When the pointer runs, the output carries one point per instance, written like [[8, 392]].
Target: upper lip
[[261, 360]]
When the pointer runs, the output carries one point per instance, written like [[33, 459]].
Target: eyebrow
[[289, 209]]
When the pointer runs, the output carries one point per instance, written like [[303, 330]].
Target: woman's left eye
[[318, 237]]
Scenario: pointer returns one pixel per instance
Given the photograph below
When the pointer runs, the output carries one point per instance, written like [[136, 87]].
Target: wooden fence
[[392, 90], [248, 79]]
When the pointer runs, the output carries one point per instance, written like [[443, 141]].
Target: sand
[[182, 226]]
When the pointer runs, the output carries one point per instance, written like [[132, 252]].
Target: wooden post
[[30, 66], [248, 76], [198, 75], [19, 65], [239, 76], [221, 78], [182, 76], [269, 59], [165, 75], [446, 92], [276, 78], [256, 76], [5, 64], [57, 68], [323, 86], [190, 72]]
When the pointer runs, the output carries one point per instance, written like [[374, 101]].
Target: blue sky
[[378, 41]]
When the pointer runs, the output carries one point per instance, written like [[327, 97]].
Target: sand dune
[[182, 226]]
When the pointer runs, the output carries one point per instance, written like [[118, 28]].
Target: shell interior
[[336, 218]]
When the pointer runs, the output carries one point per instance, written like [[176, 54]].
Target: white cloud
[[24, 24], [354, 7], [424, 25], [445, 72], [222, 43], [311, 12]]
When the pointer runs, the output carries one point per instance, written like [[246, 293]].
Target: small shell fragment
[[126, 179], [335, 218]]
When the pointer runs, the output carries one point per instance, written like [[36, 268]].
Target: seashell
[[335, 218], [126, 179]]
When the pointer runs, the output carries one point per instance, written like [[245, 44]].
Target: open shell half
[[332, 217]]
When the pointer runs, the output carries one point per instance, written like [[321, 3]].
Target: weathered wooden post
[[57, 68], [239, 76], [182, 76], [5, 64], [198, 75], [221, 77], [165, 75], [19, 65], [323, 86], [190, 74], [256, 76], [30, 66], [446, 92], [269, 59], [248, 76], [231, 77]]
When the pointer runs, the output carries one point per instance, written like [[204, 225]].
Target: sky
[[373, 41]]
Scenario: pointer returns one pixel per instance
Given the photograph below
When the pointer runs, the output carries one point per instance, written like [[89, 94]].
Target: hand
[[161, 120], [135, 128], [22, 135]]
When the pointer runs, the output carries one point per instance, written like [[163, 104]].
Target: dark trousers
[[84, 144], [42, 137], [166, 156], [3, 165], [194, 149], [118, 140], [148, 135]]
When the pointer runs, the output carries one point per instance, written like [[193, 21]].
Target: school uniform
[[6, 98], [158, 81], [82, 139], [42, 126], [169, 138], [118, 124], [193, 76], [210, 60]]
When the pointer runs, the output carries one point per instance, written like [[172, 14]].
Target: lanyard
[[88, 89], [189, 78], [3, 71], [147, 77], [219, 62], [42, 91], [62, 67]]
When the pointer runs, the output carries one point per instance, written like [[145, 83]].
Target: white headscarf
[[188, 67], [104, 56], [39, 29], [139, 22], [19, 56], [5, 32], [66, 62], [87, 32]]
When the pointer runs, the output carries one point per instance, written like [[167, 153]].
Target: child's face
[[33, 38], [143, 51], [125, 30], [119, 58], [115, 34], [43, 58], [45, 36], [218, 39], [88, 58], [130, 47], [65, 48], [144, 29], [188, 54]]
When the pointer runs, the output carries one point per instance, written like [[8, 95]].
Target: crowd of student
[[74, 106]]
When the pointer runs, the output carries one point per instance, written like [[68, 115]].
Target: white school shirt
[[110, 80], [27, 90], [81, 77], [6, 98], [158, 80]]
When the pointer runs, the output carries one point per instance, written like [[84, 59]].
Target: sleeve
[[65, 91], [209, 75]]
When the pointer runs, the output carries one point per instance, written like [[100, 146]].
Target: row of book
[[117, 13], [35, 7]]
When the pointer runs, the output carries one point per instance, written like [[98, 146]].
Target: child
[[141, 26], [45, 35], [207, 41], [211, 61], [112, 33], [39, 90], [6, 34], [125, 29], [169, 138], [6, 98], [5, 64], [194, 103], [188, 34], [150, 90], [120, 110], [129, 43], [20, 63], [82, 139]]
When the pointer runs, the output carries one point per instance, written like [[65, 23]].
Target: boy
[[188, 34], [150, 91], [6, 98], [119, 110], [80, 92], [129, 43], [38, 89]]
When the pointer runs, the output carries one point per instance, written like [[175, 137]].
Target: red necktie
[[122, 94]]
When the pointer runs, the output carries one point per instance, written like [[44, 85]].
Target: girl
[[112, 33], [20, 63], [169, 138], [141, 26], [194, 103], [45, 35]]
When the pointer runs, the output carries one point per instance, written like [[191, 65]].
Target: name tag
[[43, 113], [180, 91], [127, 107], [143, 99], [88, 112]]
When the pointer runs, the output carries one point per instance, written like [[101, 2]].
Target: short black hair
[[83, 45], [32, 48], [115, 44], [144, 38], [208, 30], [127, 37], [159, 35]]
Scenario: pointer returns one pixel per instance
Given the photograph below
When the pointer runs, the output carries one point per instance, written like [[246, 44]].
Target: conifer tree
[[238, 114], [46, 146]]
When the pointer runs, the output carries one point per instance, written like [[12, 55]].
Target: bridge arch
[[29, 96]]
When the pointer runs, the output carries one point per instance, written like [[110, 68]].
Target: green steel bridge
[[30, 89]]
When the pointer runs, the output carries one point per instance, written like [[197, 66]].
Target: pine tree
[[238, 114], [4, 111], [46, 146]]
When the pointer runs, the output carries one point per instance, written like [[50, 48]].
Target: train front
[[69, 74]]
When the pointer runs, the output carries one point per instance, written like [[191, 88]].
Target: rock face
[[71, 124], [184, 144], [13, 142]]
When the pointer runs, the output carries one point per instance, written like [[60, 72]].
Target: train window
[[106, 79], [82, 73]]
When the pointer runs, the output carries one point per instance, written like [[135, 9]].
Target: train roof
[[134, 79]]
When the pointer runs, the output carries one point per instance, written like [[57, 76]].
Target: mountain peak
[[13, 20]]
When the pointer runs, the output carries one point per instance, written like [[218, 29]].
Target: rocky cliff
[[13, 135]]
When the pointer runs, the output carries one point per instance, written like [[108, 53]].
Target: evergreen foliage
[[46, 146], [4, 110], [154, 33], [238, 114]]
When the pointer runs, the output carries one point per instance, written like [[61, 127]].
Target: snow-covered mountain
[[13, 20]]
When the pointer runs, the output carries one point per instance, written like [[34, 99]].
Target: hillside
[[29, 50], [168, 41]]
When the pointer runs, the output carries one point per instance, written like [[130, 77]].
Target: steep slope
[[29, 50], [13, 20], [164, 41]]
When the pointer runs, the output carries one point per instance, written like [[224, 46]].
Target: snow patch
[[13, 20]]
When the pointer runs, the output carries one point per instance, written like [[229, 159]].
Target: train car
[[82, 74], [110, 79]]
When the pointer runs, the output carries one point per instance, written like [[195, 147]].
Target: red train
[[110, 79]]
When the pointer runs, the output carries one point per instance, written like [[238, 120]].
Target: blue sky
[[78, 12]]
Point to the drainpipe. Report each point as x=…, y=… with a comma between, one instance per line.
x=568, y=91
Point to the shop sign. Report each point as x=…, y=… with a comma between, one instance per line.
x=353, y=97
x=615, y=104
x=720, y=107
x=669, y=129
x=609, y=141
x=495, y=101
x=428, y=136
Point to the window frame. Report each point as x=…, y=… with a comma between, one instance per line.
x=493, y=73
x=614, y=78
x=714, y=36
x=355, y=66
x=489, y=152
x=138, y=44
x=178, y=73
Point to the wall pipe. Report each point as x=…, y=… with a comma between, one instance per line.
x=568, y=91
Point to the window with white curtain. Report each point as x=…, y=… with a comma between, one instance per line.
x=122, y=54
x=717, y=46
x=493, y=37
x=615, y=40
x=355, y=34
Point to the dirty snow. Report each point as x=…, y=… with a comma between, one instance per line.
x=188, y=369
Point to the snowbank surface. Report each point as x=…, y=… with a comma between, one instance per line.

Exercise instructions —
Everything in the material above from the line that has "like [[36, 268]]." through the line that has "like [[163, 104]]." must be duplicated exactly, with no other lines given.

Result of this exercise —
When the pointer runs, the output carries one point per instance, written like [[36, 268]].
Target: seashell
[[335, 218], [126, 179]]
When the pointer runs, the output carries one point per instance, written like [[245, 44]].
Target: open shell half
[[332, 217]]
When the pointer runs, the output carries one point per instance, written like [[321, 3]].
Target: weathered wooden post
[[57, 68], [239, 76], [182, 76], [5, 64], [198, 75], [221, 77], [165, 75], [19, 65], [323, 86], [190, 74], [256, 76], [30, 66], [446, 92], [269, 59], [248, 76], [231, 77]]
When the pointer runs, the output carries one point per instance, written like [[204, 225]].
Target: sky
[[373, 41]]
Scenario: pointer returns one pixel per instance
Given the photograph below
When the pointer runs, the output carries one point per instance, written like [[89, 94]].
Target: hand
[[161, 120], [135, 128], [22, 135]]
When the pointer runs, the output carries one point per instance, written like [[163, 104]].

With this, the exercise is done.